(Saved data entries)
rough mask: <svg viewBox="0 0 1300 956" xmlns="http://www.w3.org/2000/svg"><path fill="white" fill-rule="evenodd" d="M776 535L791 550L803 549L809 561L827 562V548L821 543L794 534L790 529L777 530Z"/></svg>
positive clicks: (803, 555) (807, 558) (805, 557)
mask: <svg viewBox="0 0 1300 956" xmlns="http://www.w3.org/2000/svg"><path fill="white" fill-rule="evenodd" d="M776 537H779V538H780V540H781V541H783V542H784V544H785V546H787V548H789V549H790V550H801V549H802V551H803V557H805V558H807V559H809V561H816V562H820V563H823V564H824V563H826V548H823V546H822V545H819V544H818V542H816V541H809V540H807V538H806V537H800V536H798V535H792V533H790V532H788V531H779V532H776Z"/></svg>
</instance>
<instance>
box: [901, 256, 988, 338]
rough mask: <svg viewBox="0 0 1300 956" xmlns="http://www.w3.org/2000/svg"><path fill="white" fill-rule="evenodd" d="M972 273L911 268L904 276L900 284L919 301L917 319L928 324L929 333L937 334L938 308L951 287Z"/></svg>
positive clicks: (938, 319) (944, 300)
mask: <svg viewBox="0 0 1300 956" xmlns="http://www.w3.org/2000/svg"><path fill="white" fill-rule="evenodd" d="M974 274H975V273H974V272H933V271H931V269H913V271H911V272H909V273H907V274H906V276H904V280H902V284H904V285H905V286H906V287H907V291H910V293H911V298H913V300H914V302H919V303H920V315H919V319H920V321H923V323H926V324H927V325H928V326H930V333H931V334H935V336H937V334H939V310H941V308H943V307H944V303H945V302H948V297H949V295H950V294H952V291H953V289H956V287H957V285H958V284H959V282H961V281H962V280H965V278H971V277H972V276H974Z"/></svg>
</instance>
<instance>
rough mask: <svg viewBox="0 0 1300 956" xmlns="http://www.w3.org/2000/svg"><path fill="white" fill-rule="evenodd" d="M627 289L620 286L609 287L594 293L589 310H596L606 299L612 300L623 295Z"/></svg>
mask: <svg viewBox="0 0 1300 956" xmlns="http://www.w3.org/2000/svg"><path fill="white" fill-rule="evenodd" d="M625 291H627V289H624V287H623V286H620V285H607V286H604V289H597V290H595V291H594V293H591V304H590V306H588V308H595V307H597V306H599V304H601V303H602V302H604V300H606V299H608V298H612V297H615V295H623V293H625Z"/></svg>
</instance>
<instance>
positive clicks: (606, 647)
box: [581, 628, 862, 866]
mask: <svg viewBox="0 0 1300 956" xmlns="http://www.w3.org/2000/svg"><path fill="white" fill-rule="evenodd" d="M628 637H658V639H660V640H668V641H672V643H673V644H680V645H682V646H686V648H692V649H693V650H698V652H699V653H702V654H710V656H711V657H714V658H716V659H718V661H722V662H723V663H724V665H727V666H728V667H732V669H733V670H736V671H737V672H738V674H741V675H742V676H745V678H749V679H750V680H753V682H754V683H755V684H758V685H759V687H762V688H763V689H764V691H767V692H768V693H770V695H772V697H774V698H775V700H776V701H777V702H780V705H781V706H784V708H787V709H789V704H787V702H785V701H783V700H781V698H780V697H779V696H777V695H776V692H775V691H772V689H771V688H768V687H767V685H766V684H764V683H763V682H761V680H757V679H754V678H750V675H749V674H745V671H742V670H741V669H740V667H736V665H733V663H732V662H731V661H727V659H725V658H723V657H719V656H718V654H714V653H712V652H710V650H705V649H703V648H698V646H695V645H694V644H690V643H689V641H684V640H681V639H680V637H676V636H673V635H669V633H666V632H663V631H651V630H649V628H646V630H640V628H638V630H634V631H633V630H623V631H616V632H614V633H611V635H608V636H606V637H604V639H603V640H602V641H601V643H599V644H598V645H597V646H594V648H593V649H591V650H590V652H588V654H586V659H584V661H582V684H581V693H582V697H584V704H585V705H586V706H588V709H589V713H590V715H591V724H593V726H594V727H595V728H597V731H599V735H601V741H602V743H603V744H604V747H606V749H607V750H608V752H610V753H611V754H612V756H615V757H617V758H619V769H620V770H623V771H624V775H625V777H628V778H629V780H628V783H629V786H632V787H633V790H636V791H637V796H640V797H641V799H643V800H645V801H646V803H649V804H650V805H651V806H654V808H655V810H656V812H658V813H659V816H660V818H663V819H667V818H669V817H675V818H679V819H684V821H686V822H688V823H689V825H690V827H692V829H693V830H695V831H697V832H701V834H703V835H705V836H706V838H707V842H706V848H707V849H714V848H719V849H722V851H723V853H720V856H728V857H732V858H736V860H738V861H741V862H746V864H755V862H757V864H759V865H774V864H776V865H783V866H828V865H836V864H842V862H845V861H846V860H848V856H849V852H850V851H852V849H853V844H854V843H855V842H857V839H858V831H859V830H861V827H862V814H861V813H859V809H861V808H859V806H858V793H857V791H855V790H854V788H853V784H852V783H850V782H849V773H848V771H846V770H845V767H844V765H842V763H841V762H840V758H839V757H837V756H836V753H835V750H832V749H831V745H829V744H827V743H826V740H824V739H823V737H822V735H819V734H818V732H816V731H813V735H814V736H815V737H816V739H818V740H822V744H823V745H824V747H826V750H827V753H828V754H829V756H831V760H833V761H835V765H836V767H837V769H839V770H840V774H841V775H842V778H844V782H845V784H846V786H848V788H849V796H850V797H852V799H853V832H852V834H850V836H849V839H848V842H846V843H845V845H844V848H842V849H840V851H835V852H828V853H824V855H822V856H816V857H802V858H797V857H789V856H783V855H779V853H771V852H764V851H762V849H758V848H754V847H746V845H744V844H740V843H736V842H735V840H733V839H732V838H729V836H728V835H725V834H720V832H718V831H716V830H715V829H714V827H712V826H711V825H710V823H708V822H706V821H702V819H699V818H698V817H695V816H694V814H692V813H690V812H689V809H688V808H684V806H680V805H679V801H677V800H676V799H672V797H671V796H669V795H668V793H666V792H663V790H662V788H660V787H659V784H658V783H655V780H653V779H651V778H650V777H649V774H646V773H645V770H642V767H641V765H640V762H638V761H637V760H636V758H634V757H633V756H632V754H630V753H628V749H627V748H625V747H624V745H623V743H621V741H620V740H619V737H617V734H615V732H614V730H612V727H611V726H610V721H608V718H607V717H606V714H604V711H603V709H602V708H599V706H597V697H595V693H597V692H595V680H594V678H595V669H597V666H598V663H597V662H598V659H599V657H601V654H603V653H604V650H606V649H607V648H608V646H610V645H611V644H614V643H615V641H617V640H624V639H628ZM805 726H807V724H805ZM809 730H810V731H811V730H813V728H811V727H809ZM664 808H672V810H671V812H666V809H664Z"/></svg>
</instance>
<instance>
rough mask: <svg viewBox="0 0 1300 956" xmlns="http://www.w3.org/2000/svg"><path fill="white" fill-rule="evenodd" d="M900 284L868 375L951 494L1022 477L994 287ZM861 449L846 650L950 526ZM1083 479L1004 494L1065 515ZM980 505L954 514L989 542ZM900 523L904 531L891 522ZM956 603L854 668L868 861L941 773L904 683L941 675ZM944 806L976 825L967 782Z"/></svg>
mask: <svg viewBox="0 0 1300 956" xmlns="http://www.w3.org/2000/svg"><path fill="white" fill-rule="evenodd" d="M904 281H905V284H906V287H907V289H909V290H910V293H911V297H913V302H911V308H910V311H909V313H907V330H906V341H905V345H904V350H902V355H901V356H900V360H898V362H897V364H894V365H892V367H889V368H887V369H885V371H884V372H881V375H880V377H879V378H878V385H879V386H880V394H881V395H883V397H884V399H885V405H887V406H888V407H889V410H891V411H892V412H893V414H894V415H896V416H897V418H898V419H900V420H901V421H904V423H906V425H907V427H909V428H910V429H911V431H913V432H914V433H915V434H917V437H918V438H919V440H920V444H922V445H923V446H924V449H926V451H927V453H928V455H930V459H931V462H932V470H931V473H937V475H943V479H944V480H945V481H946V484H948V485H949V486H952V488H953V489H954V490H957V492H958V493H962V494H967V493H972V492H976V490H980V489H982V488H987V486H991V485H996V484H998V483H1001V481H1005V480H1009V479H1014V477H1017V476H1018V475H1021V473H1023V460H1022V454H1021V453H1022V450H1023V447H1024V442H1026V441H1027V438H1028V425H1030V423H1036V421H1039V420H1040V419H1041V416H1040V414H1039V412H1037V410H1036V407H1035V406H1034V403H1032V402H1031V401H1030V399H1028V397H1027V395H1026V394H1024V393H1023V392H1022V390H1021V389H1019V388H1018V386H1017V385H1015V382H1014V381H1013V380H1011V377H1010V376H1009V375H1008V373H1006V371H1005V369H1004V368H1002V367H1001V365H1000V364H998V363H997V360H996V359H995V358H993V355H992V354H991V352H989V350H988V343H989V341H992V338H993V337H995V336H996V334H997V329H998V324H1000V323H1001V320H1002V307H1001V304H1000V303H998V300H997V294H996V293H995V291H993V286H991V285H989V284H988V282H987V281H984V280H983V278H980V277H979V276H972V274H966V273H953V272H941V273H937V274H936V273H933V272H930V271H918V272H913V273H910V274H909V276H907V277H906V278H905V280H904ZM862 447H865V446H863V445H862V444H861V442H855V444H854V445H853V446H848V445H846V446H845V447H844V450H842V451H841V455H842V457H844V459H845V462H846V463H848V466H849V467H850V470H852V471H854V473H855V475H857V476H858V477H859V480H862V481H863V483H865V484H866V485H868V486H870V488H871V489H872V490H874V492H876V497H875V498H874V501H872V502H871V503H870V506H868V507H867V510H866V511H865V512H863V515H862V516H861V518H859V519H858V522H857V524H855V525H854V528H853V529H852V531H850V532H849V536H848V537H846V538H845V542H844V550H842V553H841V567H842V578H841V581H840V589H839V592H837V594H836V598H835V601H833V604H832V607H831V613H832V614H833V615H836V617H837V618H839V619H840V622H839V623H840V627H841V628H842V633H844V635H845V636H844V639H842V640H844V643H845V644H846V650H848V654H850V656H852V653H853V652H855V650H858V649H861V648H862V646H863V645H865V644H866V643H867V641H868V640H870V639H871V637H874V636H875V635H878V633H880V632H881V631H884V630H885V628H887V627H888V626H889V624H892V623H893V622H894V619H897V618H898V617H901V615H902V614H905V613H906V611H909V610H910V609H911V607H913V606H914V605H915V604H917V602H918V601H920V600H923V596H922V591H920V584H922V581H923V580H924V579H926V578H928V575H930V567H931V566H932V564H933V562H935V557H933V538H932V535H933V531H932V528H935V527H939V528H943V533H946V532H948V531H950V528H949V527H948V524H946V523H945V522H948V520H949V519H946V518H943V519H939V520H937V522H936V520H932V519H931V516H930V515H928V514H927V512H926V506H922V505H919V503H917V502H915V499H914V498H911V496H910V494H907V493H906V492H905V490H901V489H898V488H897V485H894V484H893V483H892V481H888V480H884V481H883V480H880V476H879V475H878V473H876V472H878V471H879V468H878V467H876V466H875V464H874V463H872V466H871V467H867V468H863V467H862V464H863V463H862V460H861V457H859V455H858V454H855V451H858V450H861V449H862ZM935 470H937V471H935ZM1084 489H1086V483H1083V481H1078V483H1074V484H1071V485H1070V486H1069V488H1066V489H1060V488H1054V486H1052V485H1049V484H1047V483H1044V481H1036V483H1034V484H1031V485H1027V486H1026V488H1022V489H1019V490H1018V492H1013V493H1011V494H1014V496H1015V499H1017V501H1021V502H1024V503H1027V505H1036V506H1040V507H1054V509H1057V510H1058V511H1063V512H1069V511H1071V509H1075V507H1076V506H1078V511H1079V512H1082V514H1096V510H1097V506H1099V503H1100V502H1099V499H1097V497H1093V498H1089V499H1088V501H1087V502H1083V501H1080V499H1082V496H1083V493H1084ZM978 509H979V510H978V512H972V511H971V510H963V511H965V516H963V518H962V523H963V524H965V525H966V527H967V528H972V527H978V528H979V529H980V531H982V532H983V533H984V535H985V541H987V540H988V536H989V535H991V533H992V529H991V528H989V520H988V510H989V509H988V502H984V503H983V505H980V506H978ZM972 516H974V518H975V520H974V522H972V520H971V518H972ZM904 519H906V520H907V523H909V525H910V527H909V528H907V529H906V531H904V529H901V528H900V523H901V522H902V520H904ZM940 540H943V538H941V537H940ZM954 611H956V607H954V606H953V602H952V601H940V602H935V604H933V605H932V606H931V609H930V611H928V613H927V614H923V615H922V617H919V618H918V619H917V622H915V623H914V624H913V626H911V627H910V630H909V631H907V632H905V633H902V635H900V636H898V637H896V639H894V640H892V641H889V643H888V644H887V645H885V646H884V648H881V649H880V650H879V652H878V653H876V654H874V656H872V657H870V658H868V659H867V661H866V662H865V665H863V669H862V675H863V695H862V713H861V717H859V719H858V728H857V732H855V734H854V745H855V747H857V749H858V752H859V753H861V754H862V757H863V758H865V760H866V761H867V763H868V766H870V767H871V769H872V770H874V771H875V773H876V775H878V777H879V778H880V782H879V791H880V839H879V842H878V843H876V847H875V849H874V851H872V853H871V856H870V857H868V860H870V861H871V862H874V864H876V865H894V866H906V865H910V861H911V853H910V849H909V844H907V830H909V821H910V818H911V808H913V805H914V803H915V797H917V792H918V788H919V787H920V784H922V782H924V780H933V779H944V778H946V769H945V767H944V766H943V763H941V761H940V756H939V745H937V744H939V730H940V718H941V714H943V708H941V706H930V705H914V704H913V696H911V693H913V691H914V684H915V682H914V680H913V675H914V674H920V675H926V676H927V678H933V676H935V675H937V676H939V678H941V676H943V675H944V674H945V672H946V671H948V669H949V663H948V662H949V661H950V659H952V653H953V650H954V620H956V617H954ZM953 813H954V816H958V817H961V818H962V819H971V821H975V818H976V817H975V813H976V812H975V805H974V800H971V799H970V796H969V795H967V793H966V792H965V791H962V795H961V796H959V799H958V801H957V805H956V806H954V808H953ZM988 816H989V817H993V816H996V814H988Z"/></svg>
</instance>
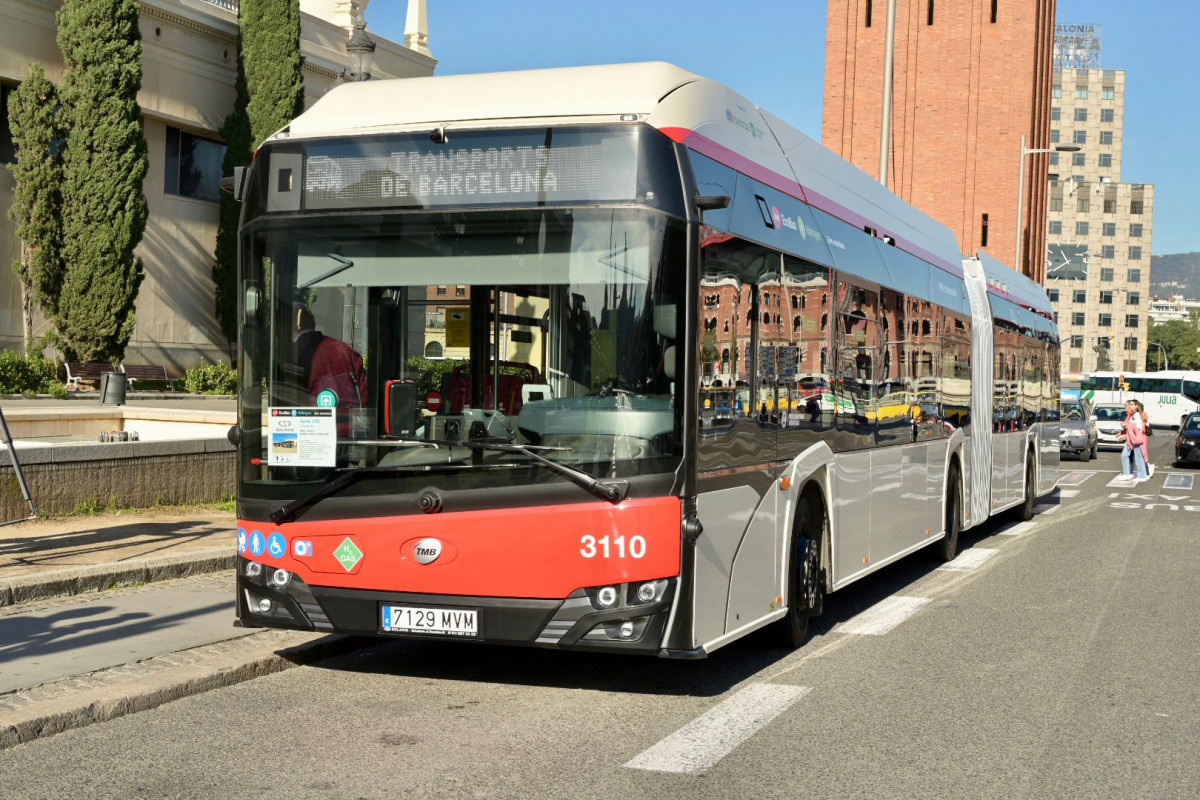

## YOUR ASSIGNMENT
In the records above, find the line with "positive clicks: (938, 319) (944, 300)"; write out exactly that line and each one after it, stopping after the line with "positive clicks: (606, 647)".

## RESULT FOR THIS TASK
positive clicks: (938, 319) (944, 300)
mask: <svg viewBox="0 0 1300 956" xmlns="http://www.w3.org/2000/svg"><path fill="white" fill-rule="evenodd" d="M974 274H975V273H974V272H933V271H931V269H913V271H911V272H909V273H907V274H906V276H904V280H902V284H904V285H905V286H906V287H907V291H910V293H911V298H913V300H914V302H919V303H920V315H919V319H920V321H923V323H926V324H927V325H928V326H930V333H931V334H935V336H937V334H939V310H941V308H943V307H944V303H945V302H948V297H949V295H950V294H952V291H953V289H956V287H957V285H958V284H959V282H961V281H962V280H965V278H971V277H972V276H974Z"/></svg>
</instance>
<instance>
rough mask: <svg viewBox="0 0 1300 956" xmlns="http://www.w3.org/2000/svg"><path fill="white" fill-rule="evenodd" d="M627 289L620 286L609 287L594 293L589 310H596L606 299L612 300L623 295Z"/></svg>
mask: <svg viewBox="0 0 1300 956" xmlns="http://www.w3.org/2000/svg"><path fill="white" fill-rule="evenodd" d="M625 291H627V289H624V287H623V286H620V285H607V286H604V289H597V290H595V291H594V293H591V304H590V306H588V308H595V307H597V306H599V304H601V303H602V302H604V300H606V299H608V298H612V297H615V295H623V293H625Z"/></svg>
</instance>
<instance>
positive clicks: (606, 647)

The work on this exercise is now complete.